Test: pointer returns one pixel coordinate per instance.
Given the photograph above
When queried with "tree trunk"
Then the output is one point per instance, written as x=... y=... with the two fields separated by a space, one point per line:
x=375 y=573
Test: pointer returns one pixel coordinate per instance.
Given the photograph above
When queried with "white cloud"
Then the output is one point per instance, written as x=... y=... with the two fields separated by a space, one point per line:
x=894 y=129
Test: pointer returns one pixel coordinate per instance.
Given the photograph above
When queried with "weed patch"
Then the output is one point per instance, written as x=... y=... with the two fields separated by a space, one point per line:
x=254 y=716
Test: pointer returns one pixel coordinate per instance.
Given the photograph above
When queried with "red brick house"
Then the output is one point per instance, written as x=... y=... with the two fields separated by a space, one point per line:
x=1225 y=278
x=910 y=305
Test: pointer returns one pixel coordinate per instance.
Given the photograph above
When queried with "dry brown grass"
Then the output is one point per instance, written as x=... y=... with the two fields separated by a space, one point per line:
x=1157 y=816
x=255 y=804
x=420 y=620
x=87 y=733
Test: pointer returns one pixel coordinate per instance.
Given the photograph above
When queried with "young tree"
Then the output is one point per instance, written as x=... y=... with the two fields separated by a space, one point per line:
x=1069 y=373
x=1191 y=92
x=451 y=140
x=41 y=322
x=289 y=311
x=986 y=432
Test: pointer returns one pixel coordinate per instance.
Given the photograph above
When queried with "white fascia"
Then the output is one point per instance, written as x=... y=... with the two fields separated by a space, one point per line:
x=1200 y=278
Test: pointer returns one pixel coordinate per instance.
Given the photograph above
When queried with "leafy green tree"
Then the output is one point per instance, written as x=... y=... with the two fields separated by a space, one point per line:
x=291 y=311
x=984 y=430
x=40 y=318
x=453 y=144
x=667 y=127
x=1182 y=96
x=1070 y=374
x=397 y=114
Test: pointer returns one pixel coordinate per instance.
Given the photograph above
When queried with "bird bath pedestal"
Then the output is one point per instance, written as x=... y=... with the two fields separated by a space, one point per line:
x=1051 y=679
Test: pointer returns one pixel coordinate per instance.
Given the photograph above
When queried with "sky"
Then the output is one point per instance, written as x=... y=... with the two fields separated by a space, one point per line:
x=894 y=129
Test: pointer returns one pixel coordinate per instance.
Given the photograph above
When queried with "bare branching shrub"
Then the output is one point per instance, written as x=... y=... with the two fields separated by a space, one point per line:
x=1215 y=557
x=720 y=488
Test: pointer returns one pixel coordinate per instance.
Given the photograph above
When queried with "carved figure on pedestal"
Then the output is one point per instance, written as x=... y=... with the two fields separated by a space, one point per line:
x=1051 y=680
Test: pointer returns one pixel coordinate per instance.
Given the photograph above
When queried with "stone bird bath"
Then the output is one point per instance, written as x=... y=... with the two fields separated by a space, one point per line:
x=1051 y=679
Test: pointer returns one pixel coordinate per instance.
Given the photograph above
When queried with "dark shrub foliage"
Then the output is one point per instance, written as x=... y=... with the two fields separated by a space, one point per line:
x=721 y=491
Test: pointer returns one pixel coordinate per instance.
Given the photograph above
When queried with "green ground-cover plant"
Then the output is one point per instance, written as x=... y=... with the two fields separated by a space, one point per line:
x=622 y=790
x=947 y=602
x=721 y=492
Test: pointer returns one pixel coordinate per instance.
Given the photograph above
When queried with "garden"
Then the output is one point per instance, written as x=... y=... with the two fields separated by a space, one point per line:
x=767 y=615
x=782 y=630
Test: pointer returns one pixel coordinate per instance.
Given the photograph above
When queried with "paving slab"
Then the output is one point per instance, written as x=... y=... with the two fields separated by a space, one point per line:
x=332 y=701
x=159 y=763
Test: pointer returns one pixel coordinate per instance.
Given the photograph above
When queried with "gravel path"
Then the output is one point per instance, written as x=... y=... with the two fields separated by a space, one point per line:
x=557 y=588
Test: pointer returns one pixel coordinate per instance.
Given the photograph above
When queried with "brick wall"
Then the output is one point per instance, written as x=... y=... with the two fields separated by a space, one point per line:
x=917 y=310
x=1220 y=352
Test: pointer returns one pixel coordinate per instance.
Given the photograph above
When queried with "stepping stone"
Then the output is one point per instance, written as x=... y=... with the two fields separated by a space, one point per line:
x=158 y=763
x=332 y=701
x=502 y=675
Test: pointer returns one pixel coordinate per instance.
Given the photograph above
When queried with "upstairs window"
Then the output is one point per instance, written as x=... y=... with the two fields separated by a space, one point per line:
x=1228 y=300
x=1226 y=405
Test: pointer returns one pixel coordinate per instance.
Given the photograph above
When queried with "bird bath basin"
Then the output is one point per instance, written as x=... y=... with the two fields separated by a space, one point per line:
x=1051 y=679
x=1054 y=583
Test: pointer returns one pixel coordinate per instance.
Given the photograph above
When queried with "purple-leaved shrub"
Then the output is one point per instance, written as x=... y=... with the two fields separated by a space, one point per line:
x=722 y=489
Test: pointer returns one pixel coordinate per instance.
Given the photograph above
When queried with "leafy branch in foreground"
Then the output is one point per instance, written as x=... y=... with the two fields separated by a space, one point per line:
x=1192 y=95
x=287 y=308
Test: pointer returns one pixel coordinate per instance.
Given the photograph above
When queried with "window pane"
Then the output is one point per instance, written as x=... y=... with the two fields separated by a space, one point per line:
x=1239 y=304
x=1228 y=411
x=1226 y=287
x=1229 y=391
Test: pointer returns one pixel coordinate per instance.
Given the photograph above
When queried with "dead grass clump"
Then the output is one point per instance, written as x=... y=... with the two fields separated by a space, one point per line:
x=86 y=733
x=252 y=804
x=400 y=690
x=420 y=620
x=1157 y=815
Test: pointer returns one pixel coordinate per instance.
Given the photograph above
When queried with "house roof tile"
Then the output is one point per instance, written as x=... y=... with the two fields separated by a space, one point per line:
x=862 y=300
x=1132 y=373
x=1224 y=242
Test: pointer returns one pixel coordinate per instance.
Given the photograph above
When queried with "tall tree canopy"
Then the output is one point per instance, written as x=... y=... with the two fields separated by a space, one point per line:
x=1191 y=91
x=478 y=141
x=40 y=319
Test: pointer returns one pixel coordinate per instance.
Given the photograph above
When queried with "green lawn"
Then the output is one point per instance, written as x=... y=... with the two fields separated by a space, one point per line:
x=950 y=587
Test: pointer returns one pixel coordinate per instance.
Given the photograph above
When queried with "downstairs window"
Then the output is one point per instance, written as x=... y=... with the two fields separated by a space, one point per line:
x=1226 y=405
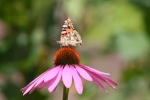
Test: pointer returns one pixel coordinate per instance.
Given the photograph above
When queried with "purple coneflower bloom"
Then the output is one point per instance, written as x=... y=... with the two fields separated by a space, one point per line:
x=67 y=68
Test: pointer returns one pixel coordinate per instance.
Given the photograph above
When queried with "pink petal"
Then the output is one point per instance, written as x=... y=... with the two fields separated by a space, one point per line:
x=67 y=76
x=83 y=73
x=101 y=77
x=52 y=73
x=94 y=70
x=99 y=84
x=40 y=80
x=77 y=80
x=29 y=88
x=55 y=81
x=109 y=80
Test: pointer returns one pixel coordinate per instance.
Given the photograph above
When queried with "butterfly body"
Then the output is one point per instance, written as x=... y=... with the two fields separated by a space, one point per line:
x=69 y=36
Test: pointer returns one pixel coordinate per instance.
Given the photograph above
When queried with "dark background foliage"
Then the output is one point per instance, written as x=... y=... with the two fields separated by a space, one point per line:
x=116 y=39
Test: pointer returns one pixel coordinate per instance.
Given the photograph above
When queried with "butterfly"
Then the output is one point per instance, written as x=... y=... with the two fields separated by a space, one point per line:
x=69 y=36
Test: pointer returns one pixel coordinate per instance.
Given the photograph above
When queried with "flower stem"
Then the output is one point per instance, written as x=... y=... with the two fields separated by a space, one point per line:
x=65 y=93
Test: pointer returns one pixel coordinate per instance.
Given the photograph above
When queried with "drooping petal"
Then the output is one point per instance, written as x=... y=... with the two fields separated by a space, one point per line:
x=67 y=76
x=98 y=76
x=35 y=80
x=109 y=80
x=29 y=89
x=98 y=83
x=52 y=73
x=83 y=73
x=77 y=80
x=93 y=70
x=55 y=81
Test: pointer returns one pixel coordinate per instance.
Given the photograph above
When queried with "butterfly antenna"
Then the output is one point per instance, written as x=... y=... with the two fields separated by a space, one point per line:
x=52 y=38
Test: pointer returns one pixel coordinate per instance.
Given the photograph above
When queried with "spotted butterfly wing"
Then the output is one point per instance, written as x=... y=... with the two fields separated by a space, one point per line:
x=69 y=36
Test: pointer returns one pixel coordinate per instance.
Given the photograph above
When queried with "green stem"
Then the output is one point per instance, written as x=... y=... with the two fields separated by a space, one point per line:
x=65 y=93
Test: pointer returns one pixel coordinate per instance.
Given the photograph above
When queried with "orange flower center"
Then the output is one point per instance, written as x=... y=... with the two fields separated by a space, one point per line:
x=66 y=55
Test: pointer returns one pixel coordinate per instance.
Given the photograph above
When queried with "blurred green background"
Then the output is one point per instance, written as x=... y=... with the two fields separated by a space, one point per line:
x=116 y=39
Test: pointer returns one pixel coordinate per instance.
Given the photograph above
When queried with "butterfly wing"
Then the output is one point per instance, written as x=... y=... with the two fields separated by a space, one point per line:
x=69 y=36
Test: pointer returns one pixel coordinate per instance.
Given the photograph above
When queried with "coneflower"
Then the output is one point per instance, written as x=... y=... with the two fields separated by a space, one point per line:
x=66 y=68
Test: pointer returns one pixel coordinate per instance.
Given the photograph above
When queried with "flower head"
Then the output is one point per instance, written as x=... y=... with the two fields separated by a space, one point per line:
x=68 y=68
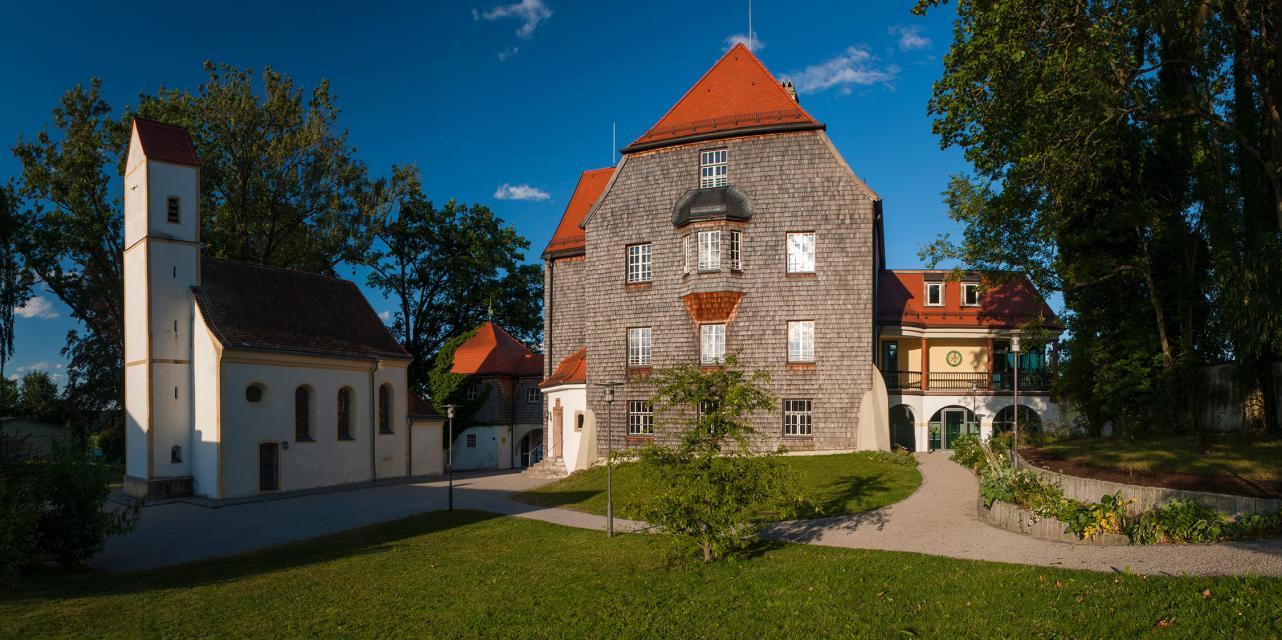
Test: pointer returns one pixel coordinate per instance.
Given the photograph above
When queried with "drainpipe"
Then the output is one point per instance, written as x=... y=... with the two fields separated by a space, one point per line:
x=373 y=429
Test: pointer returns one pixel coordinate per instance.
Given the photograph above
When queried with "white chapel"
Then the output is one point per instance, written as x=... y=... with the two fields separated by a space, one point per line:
x=242 y=378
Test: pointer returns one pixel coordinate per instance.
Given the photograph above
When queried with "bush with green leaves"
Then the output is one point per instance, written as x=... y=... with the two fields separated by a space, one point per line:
x=715 y=481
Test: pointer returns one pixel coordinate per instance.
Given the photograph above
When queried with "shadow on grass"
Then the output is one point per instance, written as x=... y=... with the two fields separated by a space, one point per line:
x=50 y=584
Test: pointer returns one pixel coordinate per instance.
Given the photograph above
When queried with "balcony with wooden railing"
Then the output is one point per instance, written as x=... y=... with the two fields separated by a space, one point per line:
x=959 y=382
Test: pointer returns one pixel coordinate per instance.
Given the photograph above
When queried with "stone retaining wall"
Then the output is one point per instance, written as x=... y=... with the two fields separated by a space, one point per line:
x=1022 y=521
x=1090 y=490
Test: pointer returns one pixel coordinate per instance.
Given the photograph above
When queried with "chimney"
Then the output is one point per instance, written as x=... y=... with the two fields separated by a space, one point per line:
x=791 y=90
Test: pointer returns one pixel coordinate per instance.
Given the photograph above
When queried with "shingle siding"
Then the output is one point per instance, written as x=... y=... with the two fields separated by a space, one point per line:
x=795 y=182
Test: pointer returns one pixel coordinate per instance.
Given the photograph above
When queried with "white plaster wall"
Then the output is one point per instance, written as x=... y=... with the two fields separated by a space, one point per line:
x=428 y=455
x=573 y=399
x=204 y=440
x=326 y=461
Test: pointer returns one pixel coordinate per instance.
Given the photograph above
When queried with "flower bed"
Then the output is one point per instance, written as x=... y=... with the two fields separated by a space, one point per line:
x=1178 y=521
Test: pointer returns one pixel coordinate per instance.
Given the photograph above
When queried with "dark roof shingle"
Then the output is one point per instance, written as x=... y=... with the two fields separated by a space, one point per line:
x=269 y=308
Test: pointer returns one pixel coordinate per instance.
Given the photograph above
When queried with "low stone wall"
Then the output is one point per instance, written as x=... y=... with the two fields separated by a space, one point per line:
x=1022 y=521
x=1090 y=490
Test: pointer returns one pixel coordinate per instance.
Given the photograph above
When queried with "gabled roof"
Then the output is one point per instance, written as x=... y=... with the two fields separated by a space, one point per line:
x=492 y=352
x=166 y=143
x=273 y=309
x=737 y=95
x=569 y=237
x=1010 y=304
x=571 y=371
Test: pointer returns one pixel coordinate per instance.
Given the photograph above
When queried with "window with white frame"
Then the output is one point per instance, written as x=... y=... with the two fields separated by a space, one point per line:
x=709 y=250
x=798 y=417
x=639 y=263
x=712 y=168
x=712 y=344
x=640 y=418
x=935 y=294
x=639 y=346
x=801 y=341
x=801 y=253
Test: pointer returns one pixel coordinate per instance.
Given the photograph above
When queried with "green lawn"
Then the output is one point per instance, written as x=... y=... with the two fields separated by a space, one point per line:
x=835 y=484
x=476 y=575
x=1228 y=454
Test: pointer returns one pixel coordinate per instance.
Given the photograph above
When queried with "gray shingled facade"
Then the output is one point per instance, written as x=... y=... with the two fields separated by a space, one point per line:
x=795 y=182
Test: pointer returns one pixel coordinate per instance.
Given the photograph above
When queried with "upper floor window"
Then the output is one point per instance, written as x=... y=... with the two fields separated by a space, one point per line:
x=712 y=344
x=712 y=168
x=801 y=341
x=639 y=263
x=935 y=294
x=709 y=250
x=345 y=414
x=801 y=253
x=303 y=414
x=798 y=417
x=640 y=418
x=173 y=209
x=385 y=409
x=639 y=346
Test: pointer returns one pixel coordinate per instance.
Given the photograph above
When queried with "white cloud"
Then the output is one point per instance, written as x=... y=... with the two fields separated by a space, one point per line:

▸ Description of the task
Gather every line of the rows above that contains the word "wall" and copy each one in its original order.

▸ Task result
When queried with "brick wall"
When queried with "stone retaining wall"
When queried with "white plaster wall"
When queried with "low stone wall"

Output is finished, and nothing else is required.